[Excerpts from segmentation records]

____

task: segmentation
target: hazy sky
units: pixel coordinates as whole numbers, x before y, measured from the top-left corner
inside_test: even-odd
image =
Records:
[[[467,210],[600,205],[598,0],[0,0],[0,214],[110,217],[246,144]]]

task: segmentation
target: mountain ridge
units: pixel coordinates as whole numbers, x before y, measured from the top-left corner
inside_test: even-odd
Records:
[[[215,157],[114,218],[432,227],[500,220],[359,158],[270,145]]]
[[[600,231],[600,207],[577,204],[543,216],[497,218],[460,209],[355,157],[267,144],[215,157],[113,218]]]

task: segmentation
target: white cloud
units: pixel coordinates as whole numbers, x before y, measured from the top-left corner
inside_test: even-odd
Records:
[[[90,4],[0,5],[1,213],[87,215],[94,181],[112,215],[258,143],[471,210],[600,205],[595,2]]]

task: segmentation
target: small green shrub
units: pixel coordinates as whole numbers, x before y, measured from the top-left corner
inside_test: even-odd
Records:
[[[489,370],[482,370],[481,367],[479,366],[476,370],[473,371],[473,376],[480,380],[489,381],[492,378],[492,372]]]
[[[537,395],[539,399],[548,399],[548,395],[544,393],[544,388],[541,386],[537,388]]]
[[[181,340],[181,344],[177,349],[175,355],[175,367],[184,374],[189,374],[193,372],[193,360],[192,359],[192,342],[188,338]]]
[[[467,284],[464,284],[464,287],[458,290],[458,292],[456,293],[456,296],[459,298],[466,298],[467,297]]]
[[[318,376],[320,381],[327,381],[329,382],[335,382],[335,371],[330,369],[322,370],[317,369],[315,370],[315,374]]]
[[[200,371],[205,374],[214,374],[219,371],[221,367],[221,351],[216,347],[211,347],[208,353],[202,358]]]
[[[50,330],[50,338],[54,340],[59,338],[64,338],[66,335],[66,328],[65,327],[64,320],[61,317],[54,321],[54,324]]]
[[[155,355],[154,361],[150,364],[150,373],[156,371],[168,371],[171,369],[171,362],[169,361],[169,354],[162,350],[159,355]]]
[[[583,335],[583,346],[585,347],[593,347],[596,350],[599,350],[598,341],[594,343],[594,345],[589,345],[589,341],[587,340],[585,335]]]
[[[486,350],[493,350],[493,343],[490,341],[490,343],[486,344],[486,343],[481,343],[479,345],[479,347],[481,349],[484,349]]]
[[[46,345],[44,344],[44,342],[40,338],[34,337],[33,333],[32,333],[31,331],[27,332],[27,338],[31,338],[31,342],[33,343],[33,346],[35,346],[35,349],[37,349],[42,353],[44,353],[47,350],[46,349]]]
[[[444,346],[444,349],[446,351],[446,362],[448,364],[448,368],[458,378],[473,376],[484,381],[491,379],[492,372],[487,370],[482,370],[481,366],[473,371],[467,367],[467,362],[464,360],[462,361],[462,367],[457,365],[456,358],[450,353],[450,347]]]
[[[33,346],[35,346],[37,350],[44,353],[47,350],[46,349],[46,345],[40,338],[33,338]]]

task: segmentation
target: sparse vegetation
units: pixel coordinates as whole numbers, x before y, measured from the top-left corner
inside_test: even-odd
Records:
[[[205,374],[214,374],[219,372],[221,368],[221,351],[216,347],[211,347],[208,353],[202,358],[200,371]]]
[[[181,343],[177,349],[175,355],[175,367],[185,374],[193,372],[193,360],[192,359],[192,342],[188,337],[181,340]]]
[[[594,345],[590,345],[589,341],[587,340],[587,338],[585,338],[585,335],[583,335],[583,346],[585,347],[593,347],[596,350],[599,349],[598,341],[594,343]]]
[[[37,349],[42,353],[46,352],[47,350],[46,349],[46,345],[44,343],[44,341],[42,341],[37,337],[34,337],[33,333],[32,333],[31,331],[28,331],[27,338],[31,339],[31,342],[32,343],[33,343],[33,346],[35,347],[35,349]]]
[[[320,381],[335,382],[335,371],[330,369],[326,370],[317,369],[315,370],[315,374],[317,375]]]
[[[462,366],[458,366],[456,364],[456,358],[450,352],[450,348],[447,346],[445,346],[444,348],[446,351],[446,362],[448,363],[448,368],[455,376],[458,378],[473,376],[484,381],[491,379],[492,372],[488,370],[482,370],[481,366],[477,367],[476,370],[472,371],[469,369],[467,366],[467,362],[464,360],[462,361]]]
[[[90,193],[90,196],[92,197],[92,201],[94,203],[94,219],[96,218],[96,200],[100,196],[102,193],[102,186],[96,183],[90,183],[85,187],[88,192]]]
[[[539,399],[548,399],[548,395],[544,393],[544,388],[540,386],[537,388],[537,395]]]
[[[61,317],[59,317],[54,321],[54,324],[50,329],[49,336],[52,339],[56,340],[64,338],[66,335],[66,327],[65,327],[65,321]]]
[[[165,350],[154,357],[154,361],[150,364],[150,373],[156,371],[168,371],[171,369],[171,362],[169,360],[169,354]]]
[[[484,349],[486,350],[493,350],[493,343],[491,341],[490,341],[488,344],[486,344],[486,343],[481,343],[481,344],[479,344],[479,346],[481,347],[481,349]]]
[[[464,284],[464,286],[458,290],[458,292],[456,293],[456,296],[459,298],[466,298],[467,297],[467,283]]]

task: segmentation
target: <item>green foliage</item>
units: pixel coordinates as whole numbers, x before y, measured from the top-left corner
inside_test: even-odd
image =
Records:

____

Task statement —
Extract the data in full. Keep it word for word.

Correct result —
task: segmentation
target: hazy sky
units: pixel coordinates as whole numbers, x before y, measured from the top-left corner
inside_test: even-odd
image =
Records:
[[[467,210],[600,205],[598,0],[0,0],[0,214],[110,217],[246,144]]]

task: segmentation
target: mountain ridge
units: pixel coordinates as whole numbers, x before y, measured from the top-left corner
inside_test: even-odd
Records:
[[[215,157],[114,218],[432,227],[500,220],[359,158],[270,145]]]
[[[600,231],[600,207],[577,204],[543,216],[497,218],[460,209],[355,157],[267,144],[215,157],[113,218]]]

task: segmentation
target: white cloud
units: pixel coordinates as whole numbers, x before y, measured from the top-left corner
inside_test: even-odd
Records:
[[[90,4],[0,5],[1,213],[87,215],[94,181],[112,215],[258,143],[471,210],[600,205],[595,2]]]

task: segmentation
target: small green shrub
units: pixel coordinates as whole numbers, x before y, measured from the top-left corner
inside_test: even-odd
Records:
[[[489,370],[482,370],[481,367],[479,366],[476,370],[473,371],[473,376],[480,380],[489,381],[492,378],[492,372]]]
[[[537,395],[539,399],[548,399],[548,395],[544,393],[544,388],[541,386],[537,388]]]
[[[181,340],[181,344],[177,349],[175,355],[175,367],[184,374],[189,374],[193,372],[193,360],[192,359],[192,342],[188,338]]]
[[[467,284],[464,284],[464,287],[458,290],[458,292],[456,293],[456,296],[459,298],[466,298],[467,297]]]
[[[318,376],[320,381],[327,381],[329,382],[335,382],[335,371],[330,369],[322,370],[317,369],[315,370],[315,374]]]
[[[200,371],[205,374],[214,374],[219,371],[221,367],[221,351],[216,347],[211,347],[208,353],[202,358]]]
[[[50,330],[50,338],[54,340],[59,338],[64,338],[66,335],[66,328],[65,327],[64,320],[61,317],[54,321],[54,324]]]
[[[155,355],[154,361],[150,364],[150,373],[156,371],[168,371],[171,369],[171,362],[169,361],[169,354],[162,350],[159,355]]]
[[[583,335],[583,346],[585,347],[593,347],[596,350],[599,350],[598,341],[594,343],[594,345],[589,345],[589,341],[587,340],[585,335]]]
[[[486,350],[493,350],[493,343],[490,341],[490,343],[486,344],[486,343],[481,343],[479,345],[479,347],[481,349],[484,349]]]
[[[46,345],[44,344],[44,342],[40,338],[34,337],[33,333],[32,333],[31,331],[27,332],[27,338],[31,338],[31,342],[33,343],[33,346],[35,346],[35,349],[37,349],[42,353],[44,353],[47,350],[46,349]]]
[[[444,346],[444,349],[446,351],[446,362],[448,364],[448,368],[458,378],[473,376],[484,381],[491,379],[492,372],[487,370],[482,370],[481,366],[473,371],[467,367],[467,362],[464,360],[462,361],[462,367],[457,365],[456,358],[450,353],[450,347]]]
[[[33,346],[35,346],[37,350],[44,353],[47,350],[46,349],[46,345],[40,338],[33,338]]]

task: segmentation
target: sparse vegetation
units: pixel coordinates as whole numbers, x before y, measured from the top-left corner
inside_test: even-odd
Records:
[[[205,374],[214,374],[219,372],[221,368],[221,351],[216,347],[211,347],[208,353],[202,358],[200,371]]]
[[[181,343],[177,349],[175,355],[175,367],[185,374],[193,372],[193,360],[192,359],[192,342],[188,337],[181,340]]]
[[[594,345],[590,345],[589,341],[587,340],[587,338],[585,338],[585,335],[583,335],[583,346],[585,347],[593,347],[596,350],[599,349],[598,341],[594,343]]]
[[[37,349],[42,353],[46,352],[47,350],[46,349],[46,345],[44,343],[44,341],[42,341],[37,337],[34,337],[33,333],[32,333],[31,331],[28,331],[27,338],[31,339],[31,342],[32,343],[33,343],[33,346],[35,347],[35,349]]]
[[[320,381],[335,382],[335,371],[330,369],[326,370],[317,369],[315,370],[315,374],[317,375]]]
[[[462,366],[458,366],[456,364],[456,358],[450,352],[450,348],[447,346],[445,346],[444,348],[446,351],[446,362],[448,363],[448,368],[455,376],[458,378],[473,376],[484,381],[491,379],[492,372],[488,370],[482,370],[481,366],[477,367],[476,370],[472,371],[469,369],[467,366],[467,362],[464,360],[462,361]]]
[[[90,193],[90,196],[92,197],[92,201],[94,203],[94,219],[96,218],[96,200],[100,196],[102,193],[102,186],[96,183],[90,183],[85,187],[88,192]]]
[[[539,399],[548,399],[548,395],[544,393],[544,388],[540,386],[537,388],[537,395]]]
[[[61,317],[59,317],[54,321],[54,324],[50,329],[49,336],[52,339],[56,340],[64,338],[66,335],[66,327],[65,327],[65,321]]]
[[[165,350],[154,357],[154,361],[150,364],[150,373],[156,371],[168,371],[171,369],[171,362],[169,360],[169,354]]]
[[[484,349],[486,350],[493,350],[493,343],[491,341],[490,341],[488,344],[486,344],[486,343],[481,343],[481,344],[479,344],[479,346],[481,347],[481,349]]]
[[[464,284],[464,286],[458,290],[458,292],[456,293],[456,296],[459,298],[466,298],[467,297],[467,283]]]

task: segmentation
target: <item>green foliage</item>
units: pixel coordinates as whole numbers, x before y, measured from the top-left corner
inside_test: even-odd
image =
Records:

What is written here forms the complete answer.